TASK 1: Retype the entries starting with the line containing "of the bare" and going on through the last line of the entries, leaving out the pictures.
### DOCUMENT EXCERPT
Originally published January 23, 2010 LPOD-Jan23-10.jpg
image by Yuri Goryachko, Mikhail Abgarian, Konstantin Morozov, Minsk, Belarus

LPOD-Jan23-10b.jpg the Minsk Miracle Imagers made this identification chart using LTVT
From the barely lit rim of Scott to the crater within crater of Boussingault the southeast polar zone is full of craters. It is an area far from large basins and their damaging - and renewing -effects, thus preserving generations of craters. The formation of basins is really like an urban renewal project, wiping out the center core near ground zero, and dumping debris across hundreds of kilometers beyond the excavation zone. The surface where a new basin formed offers a clean slate for lava flows or subsequent impacts to make a simpler landscape. The few places on the Moon far from basins are ancient complexities; it is not surprising that craters form inside earlier ones.
######
TASK 2: Echo the whole passage on the Moon's southeast polar craters.
### SUPPLIED MATERIAL
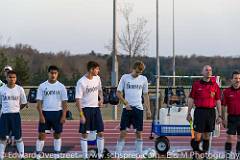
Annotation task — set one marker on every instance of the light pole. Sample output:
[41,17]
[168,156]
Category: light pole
[158,65]
[114,74]
[173,65]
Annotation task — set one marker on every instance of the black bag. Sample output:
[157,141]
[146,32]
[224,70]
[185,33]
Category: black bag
[106,93]
[113,99]
[69,115]
[168,93]
[71,94]
[32,95]
[181,94]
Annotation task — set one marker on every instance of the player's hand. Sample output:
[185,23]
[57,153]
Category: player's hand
[100,103]
[224,123]
[219,120]
[42,119]
[128,107]
[149,114]
[82,119]
[189,117]
[63,119]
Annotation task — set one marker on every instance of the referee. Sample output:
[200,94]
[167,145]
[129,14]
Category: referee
[231,108]
[205,95]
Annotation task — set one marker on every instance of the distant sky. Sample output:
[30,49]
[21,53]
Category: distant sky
[203,27]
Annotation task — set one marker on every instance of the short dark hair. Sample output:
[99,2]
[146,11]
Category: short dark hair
[139,65]
[235,72]
[11,72]
[52,67]
[92,65]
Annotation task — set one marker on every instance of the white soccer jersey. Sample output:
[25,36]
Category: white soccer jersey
[12,98]
[87,91]
[133,89]
[52,95]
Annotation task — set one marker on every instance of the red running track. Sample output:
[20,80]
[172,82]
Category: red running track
[71,138]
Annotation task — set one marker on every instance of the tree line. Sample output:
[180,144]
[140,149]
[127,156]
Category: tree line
[31,65]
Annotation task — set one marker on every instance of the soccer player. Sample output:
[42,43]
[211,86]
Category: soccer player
[88,90]
[231,108]
[205,95]
[129,91]
[12,100]
[52,107]
[5,71]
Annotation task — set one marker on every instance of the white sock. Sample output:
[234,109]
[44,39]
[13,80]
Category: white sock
[2,149]
[84,147]
[57,143]
[100,146]
[39,148]
[20,147]
[139,144]
[119,147]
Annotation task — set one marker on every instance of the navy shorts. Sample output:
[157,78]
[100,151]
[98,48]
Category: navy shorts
[204,120]
[233,125]
[94,121]
[10,122]
[52,121]
[132,117]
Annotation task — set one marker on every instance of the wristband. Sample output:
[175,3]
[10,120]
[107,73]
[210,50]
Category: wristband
[81,114]
[124,103]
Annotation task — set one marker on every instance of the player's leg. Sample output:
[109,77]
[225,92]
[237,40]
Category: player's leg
[4,130]
[99,127]
[231,132]
[138,126]
[210,116]
[199,124]
[42,127]
[17,133]
[124,125]
[238,139]
[83,130]
[57,126]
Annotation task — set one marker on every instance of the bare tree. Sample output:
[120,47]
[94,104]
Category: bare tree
[133,39]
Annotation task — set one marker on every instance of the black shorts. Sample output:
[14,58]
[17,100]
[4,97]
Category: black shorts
[94,121]
[132,117]
[204,120]
[233,125]
[52,121]
[10,122]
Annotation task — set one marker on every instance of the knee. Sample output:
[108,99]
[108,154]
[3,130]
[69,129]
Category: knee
[84,135]
[205,145]
[100,134]
[3,140]
[139,135]
[195,145]
[57,136]
[123,135]
[206,136]
[19,140]
[41,136]
[238,146]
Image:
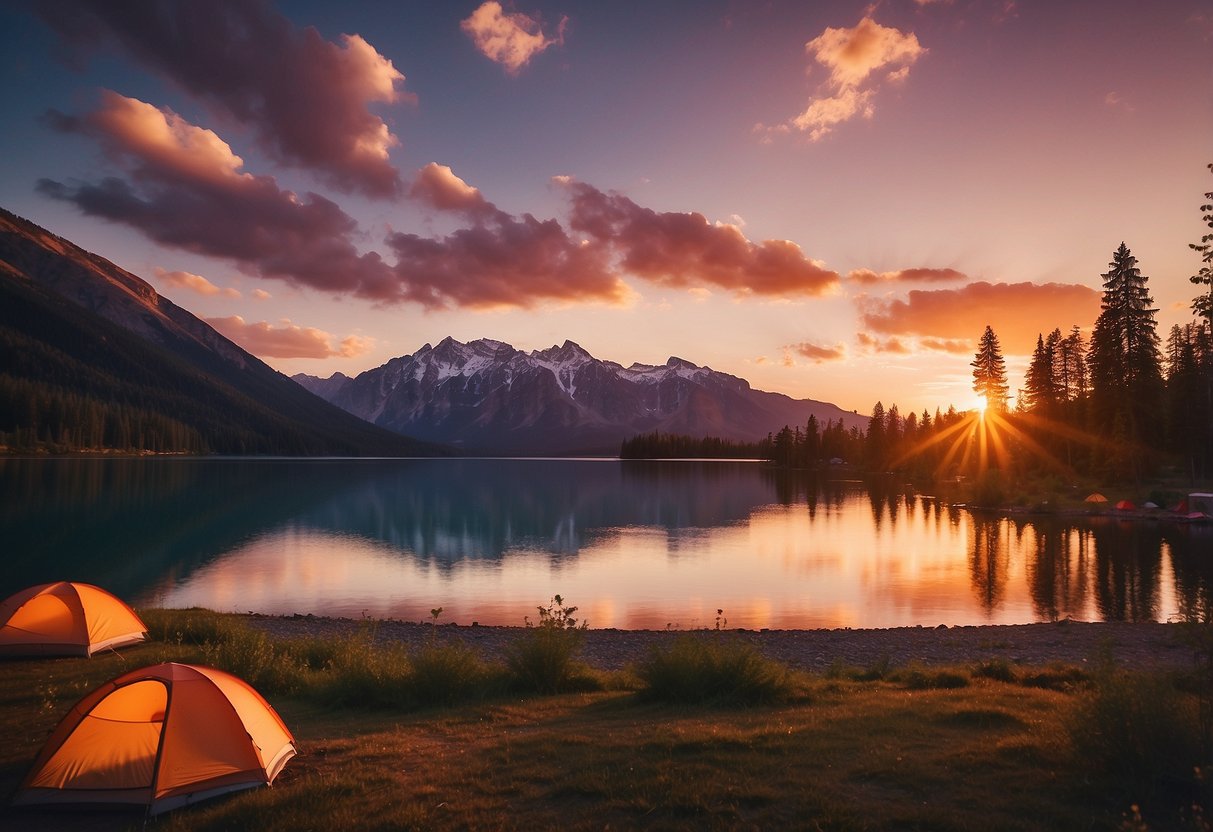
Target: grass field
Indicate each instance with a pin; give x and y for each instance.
(984, 747)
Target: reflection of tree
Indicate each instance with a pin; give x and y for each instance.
(1192, 566)
(1127, 565)
(987, 562)
(1058, 570)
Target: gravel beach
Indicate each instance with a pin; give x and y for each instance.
(1135, 645)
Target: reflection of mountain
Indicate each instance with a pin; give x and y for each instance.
(451, 509)
(127, 524)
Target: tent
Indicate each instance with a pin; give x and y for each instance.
(66, 619)
(160, 736)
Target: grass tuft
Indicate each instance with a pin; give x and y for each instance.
(1000, 670)
(542, 659)
(702, 668)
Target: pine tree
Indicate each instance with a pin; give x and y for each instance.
(1038, 385)
(990, 371)
(1125, 362)
(1203, 303)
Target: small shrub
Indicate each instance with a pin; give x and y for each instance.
(699, 668)
(445, 674)
(252, 656)
(877, 671)
(920, 678)
(366, 676)
(998, 670)
(541, 660)
(1135, 727)
(193, 626)
(1058, 677)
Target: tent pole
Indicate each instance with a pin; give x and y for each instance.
(159, 752)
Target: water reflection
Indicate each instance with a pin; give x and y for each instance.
######
TASK RESULT 1:
Annotation task — set one marker on every instance of the bare tree. Sample output:
[120,47]
[94,104]
Category: bare tree
[133,39]
Annotation task — set one marker on every instance of the black shorts. Sample output:
[14,58]
[17,100]
[4,97]
Category: black shorts
[94,121]
[132,117]
[204,120]
[233,125]
[52,121]
[10,122]
Annotation task — set one marker on every instance of the knee. Sample output:
[108,99]
[108,154]
[3,130]
[69,129]
Category: knee
[84,135]
[205,145]
[100,134]
[3,140]
[139,135]
[195,145]
[57,136]
[123,135]
[206,136]
[19,140]
[41,136]
[238,146]
Image:
Target: grass field
Indicate each instance with a pin; give x and y for each instance.
(984, 747)
Target: reflection of tree
Indicate each instance with a pin; give x and y for each instance.
(1192, 566)
(1127, 565)
(987, 562)
(1058, 570)
Target: gravel beach
Indicate each instance with a pin; give x and y for each instance.
(1135, 645)
Target: reflection of mountain
Indicate each instance with a pin; give x and y for each instance.
(451, 509)
(127, 524)
Target: tent
Indicate each instance with a pin; give x and y for each instance.
(66, 619)
(160, 736)
Target: grass tuft
Indicate each instance with a pin; give x and y for each instance.
(1000, 670)
(542, 659)
(702, 668)
Target: pine tree
Indicate each instance with a pin; give x and y for each instance.
(1038, 385)
(990, 371)
(1125, 362)
(1203, 303)
Target: small shrub
Indicate each instance with a pin; give x and y for each instance.
(699, 668)
(445, 674)
(252, 656)
(877, 671)
(920, 678)
(366, 676)
(998, 670)
(541, 660)
(1135, 727)
(193, 626)
(1058, 677)
Target: tent pole
Indicate each instance with a pin; give x and y for each instance.
(159, 752)
Target: water reflection
Indicate each instance with a pin; give x and y for each instance.

TASK RESULT 2:
Originally published January 23, 2010 LPOD-Jan23-10.jpg
image by Yuri Goryachko, Mikhail Abgarian, Konstantin Morozov, Minsk, Belarus

LPOD-Jan23-10b.jpg the Minsk Miracle Imagers made this identification chart using LTVT
From the barely lit rim of Scott to the crater within crater of Boussingault the southeast polar zone is full of craters. It is an area far from large basins and their damaging - and renewing -effects, thus preserving generations of craters. The formation of basins is really like an urban renewal project, wiping out the center core near ground zero, and dumping debris across hundreds of kilometers beyond the excavation zone. The surface where a new basin formed offers a clean slate for lava flows or subsequent impacts to make a simpler landscape. The few places on the Moon far from basins are ancient complexities; it is not surprising that craters form inside earlier ones.